■ Exercise task ■
Express as a JSON list of strings, one string per line, the stretch from the line containing "in white t-shirt." through the line containing "x=1245 y=513", both ends included, leaving out any blank lines.

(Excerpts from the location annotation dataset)
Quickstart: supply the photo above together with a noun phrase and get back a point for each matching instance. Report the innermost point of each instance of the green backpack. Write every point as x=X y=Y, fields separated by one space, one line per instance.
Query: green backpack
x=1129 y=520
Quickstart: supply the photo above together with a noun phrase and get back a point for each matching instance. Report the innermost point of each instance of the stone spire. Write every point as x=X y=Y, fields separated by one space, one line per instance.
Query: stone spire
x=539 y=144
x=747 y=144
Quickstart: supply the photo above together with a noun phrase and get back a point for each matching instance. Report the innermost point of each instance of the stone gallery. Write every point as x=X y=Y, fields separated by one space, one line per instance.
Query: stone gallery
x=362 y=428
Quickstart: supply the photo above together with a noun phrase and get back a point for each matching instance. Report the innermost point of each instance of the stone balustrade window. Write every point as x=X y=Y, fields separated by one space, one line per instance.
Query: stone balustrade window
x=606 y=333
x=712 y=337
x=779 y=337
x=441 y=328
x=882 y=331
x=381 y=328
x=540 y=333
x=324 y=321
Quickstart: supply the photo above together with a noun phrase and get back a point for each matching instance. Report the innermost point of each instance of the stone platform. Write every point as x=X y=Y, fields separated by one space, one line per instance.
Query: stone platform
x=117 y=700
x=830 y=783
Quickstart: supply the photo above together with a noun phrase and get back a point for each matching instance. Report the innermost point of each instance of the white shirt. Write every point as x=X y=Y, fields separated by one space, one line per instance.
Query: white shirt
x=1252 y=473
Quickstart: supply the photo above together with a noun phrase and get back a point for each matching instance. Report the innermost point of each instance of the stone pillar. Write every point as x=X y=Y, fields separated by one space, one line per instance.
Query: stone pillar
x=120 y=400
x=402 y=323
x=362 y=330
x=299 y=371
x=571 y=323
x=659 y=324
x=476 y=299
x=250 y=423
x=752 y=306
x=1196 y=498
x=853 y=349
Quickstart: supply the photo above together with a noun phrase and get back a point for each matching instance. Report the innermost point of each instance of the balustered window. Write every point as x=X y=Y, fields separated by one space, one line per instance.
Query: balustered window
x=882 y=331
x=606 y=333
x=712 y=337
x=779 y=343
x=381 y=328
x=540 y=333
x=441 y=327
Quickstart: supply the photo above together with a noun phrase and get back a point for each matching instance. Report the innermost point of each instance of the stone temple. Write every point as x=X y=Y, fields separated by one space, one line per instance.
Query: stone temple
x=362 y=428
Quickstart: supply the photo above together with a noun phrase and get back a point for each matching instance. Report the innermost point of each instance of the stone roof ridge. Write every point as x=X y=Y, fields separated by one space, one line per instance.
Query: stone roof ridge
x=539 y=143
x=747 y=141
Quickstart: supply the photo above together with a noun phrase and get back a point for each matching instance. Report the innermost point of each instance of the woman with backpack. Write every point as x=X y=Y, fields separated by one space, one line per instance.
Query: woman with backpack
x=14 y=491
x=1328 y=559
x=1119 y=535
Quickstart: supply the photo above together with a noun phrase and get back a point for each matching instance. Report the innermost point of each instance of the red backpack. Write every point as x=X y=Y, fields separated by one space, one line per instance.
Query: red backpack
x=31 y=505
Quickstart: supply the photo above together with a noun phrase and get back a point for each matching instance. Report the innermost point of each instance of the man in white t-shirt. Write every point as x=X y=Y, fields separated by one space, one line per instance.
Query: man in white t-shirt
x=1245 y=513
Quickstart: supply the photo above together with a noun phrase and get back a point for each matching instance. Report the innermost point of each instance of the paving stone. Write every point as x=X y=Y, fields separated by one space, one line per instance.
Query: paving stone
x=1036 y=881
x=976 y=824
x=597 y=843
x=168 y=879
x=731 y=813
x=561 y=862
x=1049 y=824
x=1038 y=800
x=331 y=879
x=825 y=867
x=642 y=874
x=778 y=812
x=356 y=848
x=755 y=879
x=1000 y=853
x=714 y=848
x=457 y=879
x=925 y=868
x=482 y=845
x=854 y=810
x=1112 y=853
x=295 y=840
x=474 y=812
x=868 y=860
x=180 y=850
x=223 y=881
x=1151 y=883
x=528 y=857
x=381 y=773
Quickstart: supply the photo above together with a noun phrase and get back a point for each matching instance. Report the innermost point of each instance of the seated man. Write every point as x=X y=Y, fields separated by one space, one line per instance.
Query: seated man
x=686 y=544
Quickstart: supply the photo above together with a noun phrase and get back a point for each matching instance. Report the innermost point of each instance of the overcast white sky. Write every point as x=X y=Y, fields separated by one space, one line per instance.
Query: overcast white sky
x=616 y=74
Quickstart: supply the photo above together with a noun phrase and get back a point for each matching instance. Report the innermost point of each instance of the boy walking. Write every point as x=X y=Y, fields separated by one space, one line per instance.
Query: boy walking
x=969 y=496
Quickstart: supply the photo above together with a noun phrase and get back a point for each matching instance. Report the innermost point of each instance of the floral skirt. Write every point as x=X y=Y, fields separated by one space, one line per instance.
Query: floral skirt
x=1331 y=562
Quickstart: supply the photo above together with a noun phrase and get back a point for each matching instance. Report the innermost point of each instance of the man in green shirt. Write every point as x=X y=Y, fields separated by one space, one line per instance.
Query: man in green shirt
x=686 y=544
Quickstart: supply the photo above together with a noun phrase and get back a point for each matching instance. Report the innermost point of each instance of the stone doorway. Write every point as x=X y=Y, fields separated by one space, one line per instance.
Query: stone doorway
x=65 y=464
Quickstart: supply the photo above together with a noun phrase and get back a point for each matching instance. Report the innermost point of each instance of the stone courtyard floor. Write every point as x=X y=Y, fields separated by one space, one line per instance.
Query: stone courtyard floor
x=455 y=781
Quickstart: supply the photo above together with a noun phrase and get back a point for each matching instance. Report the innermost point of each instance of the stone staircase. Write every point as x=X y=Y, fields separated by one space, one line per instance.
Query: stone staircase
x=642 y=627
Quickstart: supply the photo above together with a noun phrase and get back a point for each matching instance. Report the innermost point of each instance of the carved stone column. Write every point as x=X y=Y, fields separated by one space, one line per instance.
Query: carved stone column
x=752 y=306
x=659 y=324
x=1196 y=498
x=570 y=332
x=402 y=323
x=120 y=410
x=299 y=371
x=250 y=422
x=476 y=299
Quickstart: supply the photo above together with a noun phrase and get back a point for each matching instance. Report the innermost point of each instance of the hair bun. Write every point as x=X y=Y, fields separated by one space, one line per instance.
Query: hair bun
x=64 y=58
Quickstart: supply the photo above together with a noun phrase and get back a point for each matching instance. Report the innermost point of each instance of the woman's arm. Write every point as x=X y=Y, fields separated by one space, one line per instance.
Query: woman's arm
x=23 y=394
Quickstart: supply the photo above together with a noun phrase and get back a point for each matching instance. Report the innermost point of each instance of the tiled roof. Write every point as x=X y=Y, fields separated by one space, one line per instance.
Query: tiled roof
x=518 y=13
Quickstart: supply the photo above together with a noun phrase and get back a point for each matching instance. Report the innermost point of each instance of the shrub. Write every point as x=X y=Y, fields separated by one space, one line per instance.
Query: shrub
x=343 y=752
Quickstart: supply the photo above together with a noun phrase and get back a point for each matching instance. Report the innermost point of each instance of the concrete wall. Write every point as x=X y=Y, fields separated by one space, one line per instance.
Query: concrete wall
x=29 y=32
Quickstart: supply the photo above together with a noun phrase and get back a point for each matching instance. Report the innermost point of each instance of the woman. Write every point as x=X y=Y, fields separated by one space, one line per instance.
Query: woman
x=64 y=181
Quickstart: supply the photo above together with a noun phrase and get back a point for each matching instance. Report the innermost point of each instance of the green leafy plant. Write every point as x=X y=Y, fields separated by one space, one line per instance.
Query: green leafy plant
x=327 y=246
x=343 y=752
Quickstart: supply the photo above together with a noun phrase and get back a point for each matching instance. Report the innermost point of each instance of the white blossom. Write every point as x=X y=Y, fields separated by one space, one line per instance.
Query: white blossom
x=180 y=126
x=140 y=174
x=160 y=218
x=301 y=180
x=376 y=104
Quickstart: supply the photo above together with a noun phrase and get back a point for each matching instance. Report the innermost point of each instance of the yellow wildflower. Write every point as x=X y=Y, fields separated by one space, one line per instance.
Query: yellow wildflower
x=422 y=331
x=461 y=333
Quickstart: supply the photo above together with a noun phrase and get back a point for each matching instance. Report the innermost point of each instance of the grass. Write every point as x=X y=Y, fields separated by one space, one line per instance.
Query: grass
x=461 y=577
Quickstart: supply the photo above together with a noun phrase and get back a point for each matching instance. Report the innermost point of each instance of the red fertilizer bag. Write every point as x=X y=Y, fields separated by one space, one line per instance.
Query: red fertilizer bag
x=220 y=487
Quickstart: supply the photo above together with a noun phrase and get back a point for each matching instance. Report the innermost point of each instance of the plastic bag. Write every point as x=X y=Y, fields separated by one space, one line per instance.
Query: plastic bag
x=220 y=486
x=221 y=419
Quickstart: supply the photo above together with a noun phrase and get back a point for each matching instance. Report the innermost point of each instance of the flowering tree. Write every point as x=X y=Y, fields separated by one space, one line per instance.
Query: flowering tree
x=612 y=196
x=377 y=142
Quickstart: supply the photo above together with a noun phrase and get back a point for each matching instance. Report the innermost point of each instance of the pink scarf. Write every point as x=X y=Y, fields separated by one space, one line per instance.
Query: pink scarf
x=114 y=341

■ Response to the task ■
[
  "Quickstart: supply the photo above together with a noun phrase and get back a point for each matching instance. Report the innermost point of each instance of the man in white t-shirt. Write every point as x=X y=Y, fields separated by one space, one line per instance.",
  "Query: man in white t-shirt",
  "x=1245 y=513"
]